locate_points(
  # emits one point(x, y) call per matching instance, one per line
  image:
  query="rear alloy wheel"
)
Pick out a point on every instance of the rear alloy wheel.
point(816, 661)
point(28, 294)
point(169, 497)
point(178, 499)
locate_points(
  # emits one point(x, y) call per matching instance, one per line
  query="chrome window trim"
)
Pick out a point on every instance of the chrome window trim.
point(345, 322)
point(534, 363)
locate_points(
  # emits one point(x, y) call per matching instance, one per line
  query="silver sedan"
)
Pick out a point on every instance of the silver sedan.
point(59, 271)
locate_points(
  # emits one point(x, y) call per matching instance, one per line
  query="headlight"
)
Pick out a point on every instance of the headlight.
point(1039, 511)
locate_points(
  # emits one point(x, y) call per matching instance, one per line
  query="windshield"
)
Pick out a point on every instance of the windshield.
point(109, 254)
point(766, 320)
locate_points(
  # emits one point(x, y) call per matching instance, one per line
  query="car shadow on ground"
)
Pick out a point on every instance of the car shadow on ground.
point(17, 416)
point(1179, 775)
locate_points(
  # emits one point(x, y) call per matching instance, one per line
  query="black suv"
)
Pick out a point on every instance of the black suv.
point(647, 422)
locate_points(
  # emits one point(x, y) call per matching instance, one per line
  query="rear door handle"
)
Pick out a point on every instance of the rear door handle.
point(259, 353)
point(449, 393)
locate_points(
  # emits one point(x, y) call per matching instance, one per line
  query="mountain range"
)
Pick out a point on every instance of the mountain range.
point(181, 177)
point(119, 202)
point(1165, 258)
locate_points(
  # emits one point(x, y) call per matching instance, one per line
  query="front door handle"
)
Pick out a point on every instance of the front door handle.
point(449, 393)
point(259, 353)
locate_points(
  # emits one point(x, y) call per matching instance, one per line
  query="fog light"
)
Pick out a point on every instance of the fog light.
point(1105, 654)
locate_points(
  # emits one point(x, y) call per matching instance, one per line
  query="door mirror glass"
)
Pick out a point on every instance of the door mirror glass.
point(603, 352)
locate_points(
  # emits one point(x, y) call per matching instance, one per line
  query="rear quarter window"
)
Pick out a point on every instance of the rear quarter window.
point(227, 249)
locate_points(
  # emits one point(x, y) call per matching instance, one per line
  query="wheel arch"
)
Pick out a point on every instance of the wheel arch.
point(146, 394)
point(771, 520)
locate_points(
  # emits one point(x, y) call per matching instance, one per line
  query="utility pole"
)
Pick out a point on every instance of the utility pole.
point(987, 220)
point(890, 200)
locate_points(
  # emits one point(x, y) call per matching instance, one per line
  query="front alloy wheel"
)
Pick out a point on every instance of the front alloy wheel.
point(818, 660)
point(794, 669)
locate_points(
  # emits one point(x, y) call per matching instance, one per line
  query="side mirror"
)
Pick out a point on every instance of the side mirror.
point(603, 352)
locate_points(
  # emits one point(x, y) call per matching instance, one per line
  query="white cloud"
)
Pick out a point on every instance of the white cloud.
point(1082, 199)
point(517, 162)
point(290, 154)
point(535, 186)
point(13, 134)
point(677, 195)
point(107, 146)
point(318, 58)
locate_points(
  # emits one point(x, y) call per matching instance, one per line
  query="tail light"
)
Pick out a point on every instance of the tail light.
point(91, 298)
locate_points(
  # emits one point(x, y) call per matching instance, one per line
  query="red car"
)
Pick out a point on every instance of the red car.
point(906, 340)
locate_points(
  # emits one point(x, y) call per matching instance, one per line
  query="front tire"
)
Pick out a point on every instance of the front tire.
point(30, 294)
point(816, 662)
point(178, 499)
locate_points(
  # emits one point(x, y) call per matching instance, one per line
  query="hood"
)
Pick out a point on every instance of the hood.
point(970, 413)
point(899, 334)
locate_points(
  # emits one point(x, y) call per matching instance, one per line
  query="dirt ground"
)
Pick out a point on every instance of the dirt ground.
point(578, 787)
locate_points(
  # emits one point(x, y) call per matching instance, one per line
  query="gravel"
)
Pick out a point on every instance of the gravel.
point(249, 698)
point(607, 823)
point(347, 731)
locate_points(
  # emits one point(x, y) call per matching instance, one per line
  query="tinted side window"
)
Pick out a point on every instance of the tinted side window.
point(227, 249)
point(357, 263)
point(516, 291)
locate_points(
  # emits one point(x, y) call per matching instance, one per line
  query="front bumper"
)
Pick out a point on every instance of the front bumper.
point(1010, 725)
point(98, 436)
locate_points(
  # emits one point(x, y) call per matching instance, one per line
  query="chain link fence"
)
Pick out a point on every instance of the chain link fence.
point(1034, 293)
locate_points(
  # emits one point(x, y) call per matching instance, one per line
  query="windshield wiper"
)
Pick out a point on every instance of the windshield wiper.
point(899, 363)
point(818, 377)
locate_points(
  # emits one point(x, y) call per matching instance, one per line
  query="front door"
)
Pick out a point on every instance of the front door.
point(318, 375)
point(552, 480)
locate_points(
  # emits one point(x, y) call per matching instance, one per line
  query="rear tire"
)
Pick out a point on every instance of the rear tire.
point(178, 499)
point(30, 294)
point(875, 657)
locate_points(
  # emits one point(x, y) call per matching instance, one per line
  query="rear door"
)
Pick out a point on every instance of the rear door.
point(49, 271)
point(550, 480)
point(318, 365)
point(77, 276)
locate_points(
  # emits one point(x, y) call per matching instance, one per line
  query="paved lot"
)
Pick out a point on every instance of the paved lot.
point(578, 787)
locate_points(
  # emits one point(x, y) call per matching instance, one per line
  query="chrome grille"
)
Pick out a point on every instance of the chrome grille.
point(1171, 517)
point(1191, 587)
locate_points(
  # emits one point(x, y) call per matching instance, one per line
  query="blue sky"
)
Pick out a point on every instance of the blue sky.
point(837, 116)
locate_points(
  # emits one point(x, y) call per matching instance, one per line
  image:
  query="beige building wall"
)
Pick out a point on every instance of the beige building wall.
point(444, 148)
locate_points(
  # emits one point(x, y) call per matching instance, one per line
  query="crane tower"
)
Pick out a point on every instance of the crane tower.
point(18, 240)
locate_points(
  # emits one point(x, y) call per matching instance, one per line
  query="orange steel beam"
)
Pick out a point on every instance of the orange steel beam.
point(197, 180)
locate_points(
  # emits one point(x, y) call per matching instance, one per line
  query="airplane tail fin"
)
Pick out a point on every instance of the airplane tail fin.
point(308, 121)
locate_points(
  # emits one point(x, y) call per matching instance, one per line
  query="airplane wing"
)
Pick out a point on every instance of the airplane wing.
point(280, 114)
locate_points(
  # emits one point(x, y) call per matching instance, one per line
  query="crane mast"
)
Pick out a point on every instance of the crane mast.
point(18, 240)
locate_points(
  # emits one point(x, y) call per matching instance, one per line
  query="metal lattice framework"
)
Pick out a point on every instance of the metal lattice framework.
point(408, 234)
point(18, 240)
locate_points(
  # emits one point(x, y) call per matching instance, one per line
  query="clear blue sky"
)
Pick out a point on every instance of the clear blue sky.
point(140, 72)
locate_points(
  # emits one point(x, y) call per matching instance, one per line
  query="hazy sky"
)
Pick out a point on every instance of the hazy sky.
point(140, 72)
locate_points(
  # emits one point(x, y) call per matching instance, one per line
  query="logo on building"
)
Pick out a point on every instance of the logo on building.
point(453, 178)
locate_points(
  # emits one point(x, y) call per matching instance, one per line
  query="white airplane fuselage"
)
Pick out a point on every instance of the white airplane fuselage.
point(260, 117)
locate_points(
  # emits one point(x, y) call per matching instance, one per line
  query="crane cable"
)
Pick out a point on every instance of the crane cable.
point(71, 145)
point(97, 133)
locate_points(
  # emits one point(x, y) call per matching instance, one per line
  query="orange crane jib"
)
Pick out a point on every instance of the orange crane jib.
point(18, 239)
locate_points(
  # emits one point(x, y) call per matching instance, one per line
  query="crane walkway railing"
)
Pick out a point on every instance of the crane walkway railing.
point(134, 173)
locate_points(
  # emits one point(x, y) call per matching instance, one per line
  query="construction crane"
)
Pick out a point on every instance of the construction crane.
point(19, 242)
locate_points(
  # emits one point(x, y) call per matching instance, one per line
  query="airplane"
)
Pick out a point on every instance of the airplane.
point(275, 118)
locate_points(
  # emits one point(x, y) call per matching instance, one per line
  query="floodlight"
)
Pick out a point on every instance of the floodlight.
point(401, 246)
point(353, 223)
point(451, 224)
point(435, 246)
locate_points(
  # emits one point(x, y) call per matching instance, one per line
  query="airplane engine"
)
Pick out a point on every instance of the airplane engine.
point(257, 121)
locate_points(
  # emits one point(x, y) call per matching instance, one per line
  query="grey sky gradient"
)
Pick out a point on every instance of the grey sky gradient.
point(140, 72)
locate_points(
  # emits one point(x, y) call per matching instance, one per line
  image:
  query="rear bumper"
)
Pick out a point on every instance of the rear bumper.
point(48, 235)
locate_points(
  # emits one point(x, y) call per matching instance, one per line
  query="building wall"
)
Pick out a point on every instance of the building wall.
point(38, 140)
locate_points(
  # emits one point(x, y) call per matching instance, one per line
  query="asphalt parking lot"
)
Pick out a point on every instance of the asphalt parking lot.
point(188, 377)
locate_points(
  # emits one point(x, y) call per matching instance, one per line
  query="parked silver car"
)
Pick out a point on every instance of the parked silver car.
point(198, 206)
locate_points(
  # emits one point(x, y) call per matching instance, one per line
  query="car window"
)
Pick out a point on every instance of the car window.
+ + +
> _WHAT IS REQUIRED_: Count the lines in the data above that contain the string "arch", and reply with only that number.

> _RESPONSE_: 2